(What is expected) Working from the records beneath this line, reproduce each one exactly.

(Data shown)
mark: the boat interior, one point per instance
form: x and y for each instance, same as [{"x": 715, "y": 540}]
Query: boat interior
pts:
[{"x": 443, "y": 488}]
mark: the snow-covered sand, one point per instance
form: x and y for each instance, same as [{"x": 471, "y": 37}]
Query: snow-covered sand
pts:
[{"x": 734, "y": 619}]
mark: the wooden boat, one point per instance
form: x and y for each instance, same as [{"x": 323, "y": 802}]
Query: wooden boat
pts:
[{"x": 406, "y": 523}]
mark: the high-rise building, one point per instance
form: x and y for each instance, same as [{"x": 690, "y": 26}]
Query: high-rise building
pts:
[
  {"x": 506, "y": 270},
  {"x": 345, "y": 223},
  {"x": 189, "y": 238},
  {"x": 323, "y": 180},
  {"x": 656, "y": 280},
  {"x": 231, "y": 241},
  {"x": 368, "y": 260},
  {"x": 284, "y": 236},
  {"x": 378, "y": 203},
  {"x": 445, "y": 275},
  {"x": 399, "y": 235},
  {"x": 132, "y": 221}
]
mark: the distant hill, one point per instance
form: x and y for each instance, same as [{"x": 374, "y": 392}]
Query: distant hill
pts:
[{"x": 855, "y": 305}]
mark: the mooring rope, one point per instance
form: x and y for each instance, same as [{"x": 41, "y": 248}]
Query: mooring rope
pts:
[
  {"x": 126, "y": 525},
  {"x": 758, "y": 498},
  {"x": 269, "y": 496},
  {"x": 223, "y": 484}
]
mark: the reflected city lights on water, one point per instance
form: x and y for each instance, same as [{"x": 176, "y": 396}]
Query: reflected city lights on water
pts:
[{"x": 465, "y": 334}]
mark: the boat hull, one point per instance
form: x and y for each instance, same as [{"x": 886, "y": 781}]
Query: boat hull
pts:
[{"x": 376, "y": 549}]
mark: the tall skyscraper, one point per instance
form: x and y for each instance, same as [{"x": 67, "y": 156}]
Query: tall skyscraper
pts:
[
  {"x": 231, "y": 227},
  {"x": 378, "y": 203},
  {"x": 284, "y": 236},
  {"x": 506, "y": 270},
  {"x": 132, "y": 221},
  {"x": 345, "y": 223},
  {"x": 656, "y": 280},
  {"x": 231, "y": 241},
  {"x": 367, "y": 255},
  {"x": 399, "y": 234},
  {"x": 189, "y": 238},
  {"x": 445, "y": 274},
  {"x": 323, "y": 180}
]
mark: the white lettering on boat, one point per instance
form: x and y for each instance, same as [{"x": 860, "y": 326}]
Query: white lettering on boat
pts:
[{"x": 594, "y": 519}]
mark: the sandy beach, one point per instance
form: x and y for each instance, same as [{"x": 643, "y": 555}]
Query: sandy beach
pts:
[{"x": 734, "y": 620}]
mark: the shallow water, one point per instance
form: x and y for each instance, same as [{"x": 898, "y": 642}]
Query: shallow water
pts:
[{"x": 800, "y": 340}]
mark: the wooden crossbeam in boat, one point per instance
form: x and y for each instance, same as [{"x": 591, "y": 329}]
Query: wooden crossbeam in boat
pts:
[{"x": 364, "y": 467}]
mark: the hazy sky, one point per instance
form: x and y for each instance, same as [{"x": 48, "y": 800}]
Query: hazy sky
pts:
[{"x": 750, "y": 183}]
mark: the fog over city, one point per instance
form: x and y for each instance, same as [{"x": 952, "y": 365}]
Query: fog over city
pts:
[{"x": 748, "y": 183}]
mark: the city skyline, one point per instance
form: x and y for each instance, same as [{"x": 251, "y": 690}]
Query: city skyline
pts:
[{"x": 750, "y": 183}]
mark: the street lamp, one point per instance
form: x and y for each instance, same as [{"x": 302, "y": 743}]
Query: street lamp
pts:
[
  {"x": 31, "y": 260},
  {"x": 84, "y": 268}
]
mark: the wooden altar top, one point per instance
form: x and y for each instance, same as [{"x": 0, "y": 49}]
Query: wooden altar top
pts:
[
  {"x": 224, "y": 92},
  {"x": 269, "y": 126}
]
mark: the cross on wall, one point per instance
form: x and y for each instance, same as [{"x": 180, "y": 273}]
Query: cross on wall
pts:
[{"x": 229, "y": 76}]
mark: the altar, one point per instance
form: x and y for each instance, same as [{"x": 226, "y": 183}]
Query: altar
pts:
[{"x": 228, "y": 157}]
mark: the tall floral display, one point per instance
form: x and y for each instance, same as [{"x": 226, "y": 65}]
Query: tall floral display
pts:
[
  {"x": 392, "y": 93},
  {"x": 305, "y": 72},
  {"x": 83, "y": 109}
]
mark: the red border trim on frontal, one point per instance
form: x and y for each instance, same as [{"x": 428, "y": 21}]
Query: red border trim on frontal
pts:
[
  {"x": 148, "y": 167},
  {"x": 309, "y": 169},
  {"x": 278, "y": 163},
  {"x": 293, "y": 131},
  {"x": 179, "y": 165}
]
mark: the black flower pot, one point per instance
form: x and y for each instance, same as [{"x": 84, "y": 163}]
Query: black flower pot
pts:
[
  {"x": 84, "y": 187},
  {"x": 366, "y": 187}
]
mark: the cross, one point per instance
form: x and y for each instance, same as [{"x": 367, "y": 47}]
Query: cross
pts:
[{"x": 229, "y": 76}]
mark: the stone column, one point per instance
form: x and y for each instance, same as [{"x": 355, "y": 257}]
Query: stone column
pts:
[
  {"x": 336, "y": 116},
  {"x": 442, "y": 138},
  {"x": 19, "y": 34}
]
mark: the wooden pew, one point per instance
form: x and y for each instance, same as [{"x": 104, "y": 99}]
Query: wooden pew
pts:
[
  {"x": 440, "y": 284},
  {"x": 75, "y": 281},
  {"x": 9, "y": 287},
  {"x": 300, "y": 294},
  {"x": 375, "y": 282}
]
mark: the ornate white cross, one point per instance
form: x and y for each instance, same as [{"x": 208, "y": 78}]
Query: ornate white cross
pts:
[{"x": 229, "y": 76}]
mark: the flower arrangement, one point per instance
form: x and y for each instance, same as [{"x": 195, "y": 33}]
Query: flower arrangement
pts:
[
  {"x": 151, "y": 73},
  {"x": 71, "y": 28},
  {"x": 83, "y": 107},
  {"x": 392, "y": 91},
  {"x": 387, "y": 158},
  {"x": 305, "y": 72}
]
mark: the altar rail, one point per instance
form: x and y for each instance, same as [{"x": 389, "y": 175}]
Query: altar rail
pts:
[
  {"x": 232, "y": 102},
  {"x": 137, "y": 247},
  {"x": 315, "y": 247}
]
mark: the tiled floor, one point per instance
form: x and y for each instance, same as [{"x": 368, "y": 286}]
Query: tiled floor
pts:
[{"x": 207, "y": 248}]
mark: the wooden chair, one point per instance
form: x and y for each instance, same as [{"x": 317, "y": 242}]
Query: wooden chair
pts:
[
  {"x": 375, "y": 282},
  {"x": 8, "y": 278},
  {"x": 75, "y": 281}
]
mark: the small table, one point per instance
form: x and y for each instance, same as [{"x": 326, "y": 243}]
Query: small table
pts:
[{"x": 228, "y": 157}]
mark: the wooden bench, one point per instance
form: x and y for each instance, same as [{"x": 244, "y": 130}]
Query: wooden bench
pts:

(Answer space)
mark: the boat interior, one point per instance
form: x and y for each instance, same as [{"x": 715, "y": 540}]
Query: boat interior
pts:
[{"x": 443, "y": 488}]
mark: the snow-covered sand, one point per instance
form: x and y for each instance, same as [{"x": 471, "y": 37}]
Query: snow-covered sand
pts:
[{"x": 734, "y": 619}]
mark: the wooden boat, one point per instance
form: x and y for each instance, same as [{"x": 323, "y": 802}]
Query: wooden boat
pts:
[{"x": 406, "y": 523}]
mark: the high-rise building, one point per instance
form: x and y for each instance, same as [{"x": 690, "y": 26}]
Query: high-rise building
pts:
[
  {"x": 506, "y": 270},
  {"x": 345, "y": 223},
  {"x": 189, "y": 238},
  {"x": 323, "y": 180},
  {"x": 656, "y": 280},
  {"x": 231, "y": 241},
  {"x": 368, "y": 260},
  {"x": 284, "y": 236},
  {"x": 378, "y": 203},
  {"x": 445, "y": 275},
  {"x": 399, "y": 235},
  {"x": 132, "y": 221}
]
mark: the distant hill, one point per instance
form: x and y for each instance, same as [{"x": 374, "y": 392}]
Query: distant hill
pts:
[{"x": 855, "y": 305}]
mark: the mooring rope, one point per instance
form: x and y for each instance, same as [{"x": 41, "y": 248}]
Query: mooring rope
pts:
[
  {"x": 126, "y": 525},
  {"x": 758, "y": 498},
  {"x": 269, "y": 496},
  {"x": 223, "y": 484}
]
mark: the reflected city lights on water, one point per instance
form: x and y for each instance, same as [{"x": 176, "y": 396}]
Query: reflected city lights on water
pts:
[{"x": 465, "y": 334}]
mark: the boat hull, one point per instance
form: x and y for each instance, same as [{"x": 886, "y": 781}]
Query: boat hull
pts:
[{"x": 376, "y": 549}]
mark: the tall skyscraper, one point per instance
form: x and y for each instance, same as [{"x": 67, "y": 156}]
Query: tall skyscraper
pts:
[
  {"x": 231, "y": 227},
  {"x": 378, "y": 203},
  {"x": 284, "y": 236},
  {"x": 506, "y": 270},
  {"x": 132, "y": 221},
  {"x": 345, "y": 223},
  {"x": 656, "y": 280},
  {"x": 231, "y": 241},
  {"x": 367, "y": 255},
  {"x": 399, "y": 234},
  {"x": 189, "y": 238},
  {"x": 445, "y": 274},
  {"x": 323, "y": 180}
]
mark: the white lettering on boat, one point per instance
form: x and y for each instance, same as [{"x": 860, "y": 326}]
Query: white lettering on boat
pts:
[{"x": 594, "y": 519}]
mark: the sandy beach, one point per instance
form: x and y for each instance, same as [{"x": 643, "y": 555}]
Query: sandy beach
pts:
[{"x": 734, "y": 620}]
mark: the shallow water, one point per instance
form: x and y for each instance, same as [{"x": 898, "y": 642}]
Query: shallow water
pts:
[{"x": 800, "y": 340}]
mark: the wooden crossbeam in boat, one point per instance
form: x and y for each instance, same as [{"x": 591, "y": 329}]
Query: wooden crossbeam in boat
pts:
[{"x": 364, "y": 467}]
mark: the hazy sky, one point per instance
form: x and y for each instance, same as [{"x": 48, "y": 800}]
Query: hazy sky
pts:
[{"x": 750, "y": 183}]
mark: the fog over city, one point per instance
form: x and y for each instance, same as [{"x": 952, "y": 365}]
Query: fog over city
pts:
[{"x": 748, "y": 183}]
mark: the city skyline, one point per instance
form: x and y for each instance, same as [{"x": 251, "y": 690}]
Query: city skyline
pts:
[{"x": 750, "y": 183}]
mark: the street lamp, one point per instance
form: x and y for each instance, same as [{"x": 302, "y": 743}]
Query: street lamp
pts:
[
  {"x": 31, "y": 260},
  {"x": 84, "y": 268}
]
mark: the wooden altar top, one point per instance
form: x and y for each instance, same as [{"x": 0, "y": 49}]
Query: wooden altar top
pts:
[
  {"x": 224, "y": 92},
  {"x": 269, "y": 126}
]
mark: the cross on wall, one point per instance
form: x and y for each instance, same as [{"x": 180, "y": 273}]
Query: cross on wall
pts:
[{"x": 229, "y": 76}]
mark: the altar, one point per instance
form: x and y for each instance, same as [{"x": 226, "y": 183}]
Query: altar
pts:
[{"x": 228, "y": 157}]
mark: the tall floral display, one point per instance
form: x and y for each instance, same as [{"x": 226, "y": 65}]
Query: tall floral display
pts:
[
  {"x": 392, "y": 93},
  {"x": 305, "y": 72},
  {"x": 83, "y": 109}
]
mark: the red border trim on frontal, one point per instance
form: x and y for each instance, same as [{"x": 428, "y": 21}]
Query: red border trim on frontal
pts:
[
  {"x": 148, "y": 167},
  {"x": 309, "y": 169},
  {"x": 278, "y": 163},
  {"x": 293, "y": 131},
  {"x": 179, "y": 165}
]
mark: the black flower pot, one point per instance
form: x and y for each instance, same as [{"x": 84, "y": 163}]
Query: black flower pot
pts:
[
  {"x": 84, "y": 187},
  {"x": 366, "y": 187}
]
mark: the cross, one point per instance
form: x and y for each instance, same as [{"x": 367, "y": 47}]
Query: cross
pts:
[{"x": 229, "y": 76}]
mark: the stone column, one point per instance
form: x and y for each instance, same as [{"x": 355, "y": 257}]
Query: stone column
pts:
[
  {"x": 336, "y": 116},
  {"x": 442, "y": 138},
  {"x": 19, "y": 34}
]
mark: the wooden pew, one point per instance
form: x and y for each instance, same as [{"x": 104, "y": 99}]
Query: wooden pew
pts:
[
  {"x": 440, "y": 284},
  {"x": 75, "y": 281},
  {"x": 9, "y": 287},
  {"x": 300, "y": 294},
  {"x": 375, "y": 282}
]
mark: the ornate white cross, one point per instance
form: x and y for each instance, same as [{"x": 208, "y": 78}]
Query: ornate white cross
pts:
[{"x": 229, "y": 76}]
mark: the flower arrangement, one point per instance
form: x and y for each instance, same as [{"x": 195, "y": 33}]
Query: flower arrangement
pts:
[
  {"x": 151, "y": 73},
  {"x": 71, "y": 28},
  {"x": 83, "y": 107},
  {"x": 392, "y": 91},
  {"x": 387, "y": 158},
  {"x": 305, "y": 72}
]
mark: the altar rail, one point per instance
form: x and y for each instance, same as [{"x": 389, "y": 175}]
Query: altar rail
pts:
[
  {"x": 232, "y": 102},
  {"x": 137, "y": 247},
  {"x": 315, "y": 247}
]
mark: the tiled floor, one point per instance
form: x and y for each instance, same as [{"x": 368, "y": 286}]
Query: tiled floor
pts:
[{"x": 207, "y": 248}]
mark: the wooden chair, one point per instance
form: x and y for each instance, same as [{"x": 317, "y": 242}]
Query: wooden chair
pts:
[
  {"x": 375, "y": 282},
  {"x": 8, "y": 278},
  {"x": 75, "y": 281}
]
mark: the small table, one point per instance
form: x and y for each instance, same as [{"x": 326, "y": 243}]
Query: small table
pts:
[{"x": 228, "y": 157}]
mark: the wooden bench, one point per instance
form: x and y for each instance, same as [{"x": 244, "y": 130}]
Query: wooden bench
pts:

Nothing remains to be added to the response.